• **PASSAGE TO READ**

◆ ◆ ◆

[v4,5/5] hpet 'driftfix': add code in hpet_timer() to compensate delayed callbacks and coalesced interrupts

Loss of periodic timer interrupts caused by delayed callbacks and by
interrupt coalescing is compensated by gradually injecting additional
interrupts during subsequent timer intervals, starting at a rate of
one additional interrupt per interval. The injection of additional
interrupts is based on a backlog of unaccounted HPET clock periods
(new HPETTimer field 'ticks_not_accounted'). The backlog increases
due to delayed callbacks and coalesced interrupts, and it decreases
if an interrupt was injected successfully. If the backlog increases
while compensation is still in progress, the rate at which additional
interrupts are injected is increased too. A limit is imposed on the
backlog and on the rate.

Injecting additional timer interrupts to compensate lost interrupts
can alleviate long term time drift. However, on a short time scale,
this method can have the side effect of making virtual machine time
intermittently pass slower and faster than real time (depending on
the guest's time keeping algorithm). Compensation is disabled by
default and can be enabled for guests where this behaviour may be
acceptable.

Signed-off-by: Ulrich Obergfell <uobergfe@redhat.com>
---
 hw/hpet.c |   70 +++++++++++++++++++++++++++++++++++++++++++++++++++++++++++-
 1 files changed, 68 insertions(+), 2 deletions(-)

◆ ◆ ◆

• **ENTRIES SHOWN**

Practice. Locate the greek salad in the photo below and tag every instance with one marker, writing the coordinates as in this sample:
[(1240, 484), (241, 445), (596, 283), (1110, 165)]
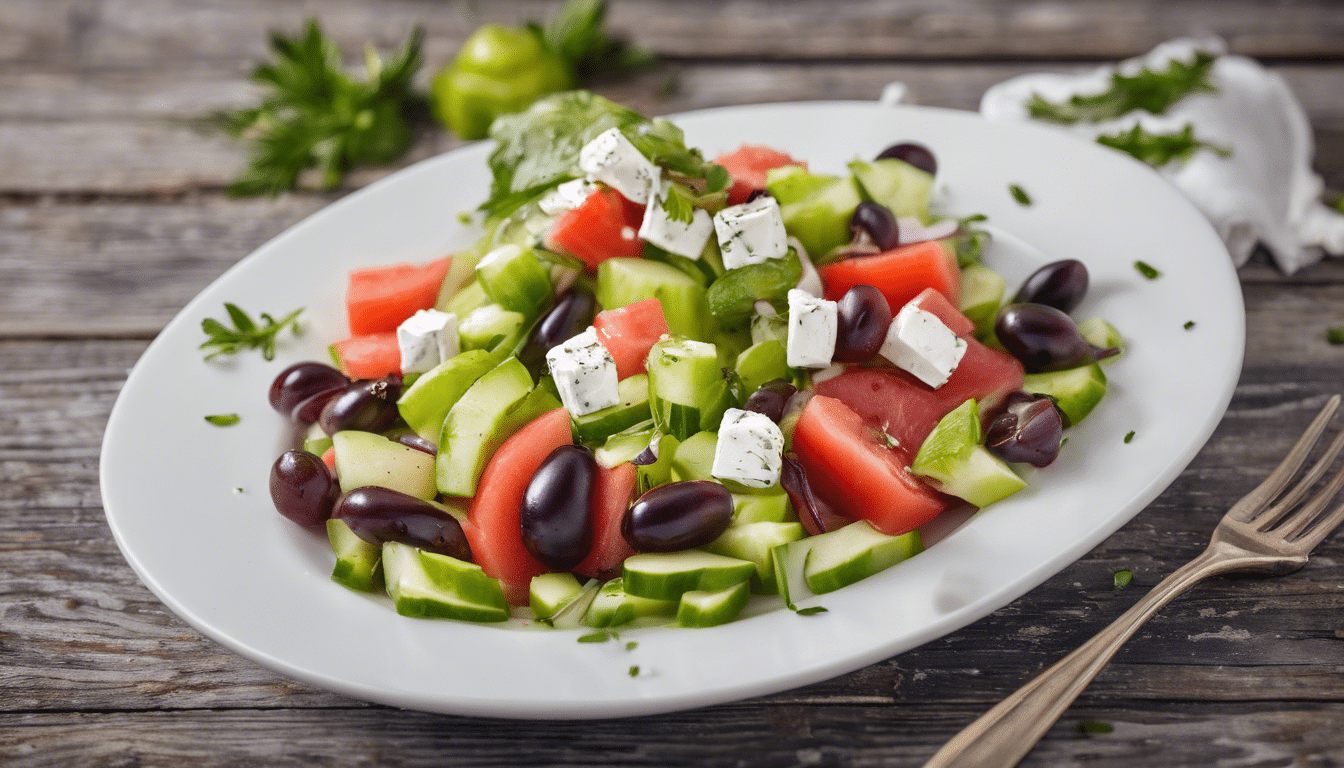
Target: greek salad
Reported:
[(659, 385)]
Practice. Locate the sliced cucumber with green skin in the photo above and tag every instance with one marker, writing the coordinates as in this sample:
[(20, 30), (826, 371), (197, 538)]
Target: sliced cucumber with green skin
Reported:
[(356, 560), (433, 585), (633, 408), (852, 553), (667, 576), (981, 295), (687, 390), (551, 592), (613, 607), (425, 404), (368, 459), (515, 279), (712, 608), (1075, 392), (472, 429), (754, 542)]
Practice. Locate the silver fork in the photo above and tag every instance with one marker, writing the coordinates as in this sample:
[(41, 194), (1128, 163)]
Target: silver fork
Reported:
[(1258, 534)]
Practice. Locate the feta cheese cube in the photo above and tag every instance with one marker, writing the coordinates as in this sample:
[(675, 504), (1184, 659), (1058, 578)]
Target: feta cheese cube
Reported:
[(682, 238), (585, 374), (613, 160), (750, 449), (566, 197), (919, 343), (426, 339), (813, 324), (751, 233)]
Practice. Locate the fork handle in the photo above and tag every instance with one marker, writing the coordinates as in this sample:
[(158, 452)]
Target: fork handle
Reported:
[(1004, 735)]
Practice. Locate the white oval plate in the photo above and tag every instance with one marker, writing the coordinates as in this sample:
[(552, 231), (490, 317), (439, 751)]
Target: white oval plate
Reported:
[(188, 503)]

◆ ◆ ◆

• **TASK REQUIREMENTS**
a - From the HPET drift-fix patch description, list every event that it says changes the backlog of unaccounted HPET clock periods, and note whether each raises or lowers that backlog.
b - Reproduce everything in the HPET drift-fix patch description from "Signed-off-by: Ulrich Obergfell" down to "insertions(+), 2 deletions(-)".

• **COMPLETE ANSWERS**
a -
- Delayed callbacks: raise the backlog
- Coalesced interrupts: raise the backlog
- Successful injection of an interrupt: lowers the backlog

b -
Signed-off-by: Ulrich Obergfell <uobergfe@redhat.com>
---
 hw/hpet.c |   70 +++++++++++++++++++++++++++++++++++++++++++++++++++++++++++-
 1 files changed, 68 insertions(+), 2 deletions(-)